┌─ PROVIDED PASSAGE
Maman also took on the airs of a lady of position: she remarked how true this all was, that we should like to prolong our visit with Madame Nault, but that we had many people and many things we must see during our trip to Montreal, that the time had come when we must return to our hotel. Then Maman added, as though it were quite incidental, that her husband held a post in the Ministry of Colonization. She spoke of one thing and another, and found ways to interlard frequent little phrases like "my husband - in the employ of the federal government"..."my husband - a civil servant of the state"...and I realized how much better received in society is a woman who boasts of her husband than one who is alone. This seemed to me unjust; I had never noticed that a man needed to talk of his wife in order to appear important" (60).

It is Christine's father, too, who also notices the state of women in the settlements that he works with further into the country. We find out that it is Christine's sister Agnes in whom the father does most of his confiding, for whatever reason. He tells Agnes of his settlement of Ruthenians that live in the settlement of Dunrea.
└─
┌─ MATERIAL SUPPLIED
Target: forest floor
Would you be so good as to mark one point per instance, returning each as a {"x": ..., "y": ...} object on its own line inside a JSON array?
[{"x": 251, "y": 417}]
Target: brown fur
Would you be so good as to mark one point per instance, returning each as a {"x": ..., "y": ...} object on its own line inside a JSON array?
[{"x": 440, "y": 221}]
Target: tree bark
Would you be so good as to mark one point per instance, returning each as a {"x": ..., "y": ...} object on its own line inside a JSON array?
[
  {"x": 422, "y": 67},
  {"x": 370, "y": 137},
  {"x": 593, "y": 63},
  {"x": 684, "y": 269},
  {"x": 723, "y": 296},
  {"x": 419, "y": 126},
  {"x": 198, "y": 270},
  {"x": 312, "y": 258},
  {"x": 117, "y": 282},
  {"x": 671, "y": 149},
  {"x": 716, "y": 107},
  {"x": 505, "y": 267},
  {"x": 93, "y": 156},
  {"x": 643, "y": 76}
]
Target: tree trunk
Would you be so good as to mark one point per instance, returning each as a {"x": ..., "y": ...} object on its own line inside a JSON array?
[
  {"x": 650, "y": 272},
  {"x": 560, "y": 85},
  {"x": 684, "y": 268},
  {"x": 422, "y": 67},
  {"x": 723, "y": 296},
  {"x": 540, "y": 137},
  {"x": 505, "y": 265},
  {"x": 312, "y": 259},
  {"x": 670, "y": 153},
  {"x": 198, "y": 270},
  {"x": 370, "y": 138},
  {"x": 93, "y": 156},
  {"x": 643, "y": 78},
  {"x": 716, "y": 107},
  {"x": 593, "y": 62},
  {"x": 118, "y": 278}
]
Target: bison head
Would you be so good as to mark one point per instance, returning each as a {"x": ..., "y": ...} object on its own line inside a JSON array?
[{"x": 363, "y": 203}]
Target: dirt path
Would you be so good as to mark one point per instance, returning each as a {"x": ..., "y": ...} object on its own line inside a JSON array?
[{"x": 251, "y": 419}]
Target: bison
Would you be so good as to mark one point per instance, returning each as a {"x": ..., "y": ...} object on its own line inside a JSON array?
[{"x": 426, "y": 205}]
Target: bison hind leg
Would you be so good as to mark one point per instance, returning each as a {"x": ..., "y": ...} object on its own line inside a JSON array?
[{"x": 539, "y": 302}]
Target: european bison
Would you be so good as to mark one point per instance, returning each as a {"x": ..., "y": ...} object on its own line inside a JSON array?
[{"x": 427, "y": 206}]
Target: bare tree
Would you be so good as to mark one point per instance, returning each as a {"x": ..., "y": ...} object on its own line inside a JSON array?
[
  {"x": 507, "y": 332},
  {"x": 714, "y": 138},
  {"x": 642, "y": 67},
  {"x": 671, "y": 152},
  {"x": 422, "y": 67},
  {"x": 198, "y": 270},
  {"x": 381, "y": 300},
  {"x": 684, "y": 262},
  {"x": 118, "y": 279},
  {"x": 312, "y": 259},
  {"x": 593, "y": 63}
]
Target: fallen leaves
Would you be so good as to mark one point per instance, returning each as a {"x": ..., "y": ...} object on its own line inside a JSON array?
└─
PROBLEM: Continue the essay above about Christine's mother and father, picking up after its last sentence.

TASK ANSWER:
"The men sat down; not the women, whose role now was to remain standing behind hosts and guests, attentive to pass them the various dishes. Was Papa sorry for them, was he fond of them, these silent, shy women, who hid their lovely tresses beneath kerchiefs and murmered, as they served the men, 'If you please...?'

He had told Agnes that Ruthenian women's voices were the same as murmuring of water and of silence. It is certain, though, that he would have preferred to see them seated a the same time as the men at their own table. This was the only fault he found with his Little Ruthenians - that they were absolute masters in their own families. Several times he was tempted to speak to them about this, to invite the women also to sit down at table...but he was not entirely at home.

Papa often spent a night at Dunrea. There he slept like a child. The women's voices were never high or screeching. They seemed happy. "But what does that prove?" Papa wondered. "The slaves of other days were certainly happier than their masters. Contentment is not necessarily the servant of justice." So the lot of the women at Dunrea was the only thing that upset him. He listened to them humming their babies to sleep...and soon he himself slipped into slumber as into a whole and deep submission. When he awoke, it was to the good smell of strong coffee which the women were preparing for him downstairs." (77)



When Christine dresses herself up in costume jewelry because at the age of fifteen she believes to be what she needs to make herself beautiful, it is when her father is away, but her brother Robert is in town. She comes downstairs in all her finery. Her brother is quite amused by the whole situation, and gives her more money as to egg on her foolishness.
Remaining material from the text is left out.